:: Extract to read
This study will examine the effects of long-term adherence to a low protein diet (LPD) of 0.6 g/kg-1/d-1 with and without progressive resistance exercise training in patients with impaired renal function on body composition, renal function (glomerular filtration rate), nitrogen balance, muscle strength and size, and functional capacity. The hypothesis is that adherence to a LPD will result in a reduction in skeletal muscle mass and reduced strength and functional capacity while those patients who adhere to the LPD and exercise will demonstrate a similar preservation of renal function but will have greater fat free mass, muscle mass and strength. The intervention trial will last 18 months in which patients with moderate renal failure will be randomly assigned to one of 4 interventions: standard care, standard care + exercise, LPD, and LPD with exercise. In this way the independent and combined effects of diet and exercise on the progression of renal disease and body composition will be monitored. This study will have important implications for the treatment of patients with chronic renal failure. New strategies of combining exercise with recommendations of a low protein diet may slow the progression of renal disease and improve strength and functional capacity in these at-risk patients.
::::
:: Data provided
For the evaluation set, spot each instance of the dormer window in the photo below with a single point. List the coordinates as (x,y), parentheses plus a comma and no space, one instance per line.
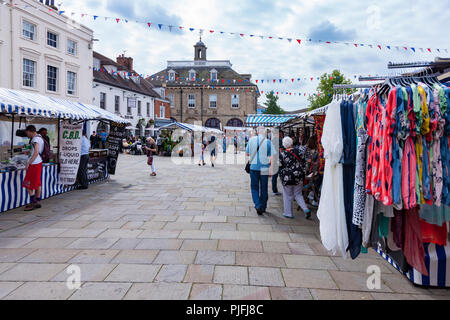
(213,73)
(192,75)
(171,75)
::::
■ **Work request 1**
In the low protein diet study, why are patients split among four groups? Answer in one to three sentences.
■ **Work request 2**
Write the next part of the low protein diet study, beginning after its last sentence.
The material isn't needed for any of this.

■ **Task response 1**
Patients are split among standard care, standard care with exercise, the low protein diet, and the low protein diet with exercise. This setup lets the study track the separate and combined effects of diet and exercise on how renal disease progresses and on body composition.

■ **Task response 2**
Kidney Failure, Chronic
Behavioral: low protein diet
Behavioral: resistance training
Behavioral: combination of diet control and exercise
Management of dietary protein intake of the CRF patient represents a critical balance between providing adequate protein to meet nutritional requirements, and limiting protein intake in the hope of slowing or abating the progression of CRF. A number of studies have demonstrated that reduced dietary protein intake can slow the progression of chronic renal failure. Finding effective ways to increase nitrogen retention and decrease urinary nitrogen excretion may help CRF patients maintain a more positive nitrogen balance and lessen the nitrogen load on the kidneys for a given dietary protein intake. Our laboratory has demonstrated that in older men and women, the consequence of adherence to a low protein diet is an accommodation that results in decreased muscle mass, strength,and compromised immune function. We have also demonstrated that when healthy, free living older men and women consume a weight maintenance diet providing the RDA for protein of 0.8 g/kg-1/day-1 for 15 weeks they lose skeletal muscle mass. These data clearly indicate that elderly people have an increased need for dietary protein (compared to young people). Data has also demonstrated that progressive resistance exercise improves nitrogen balance in older healthy individuals as well as in patients with mild to moderate chronic renal failure.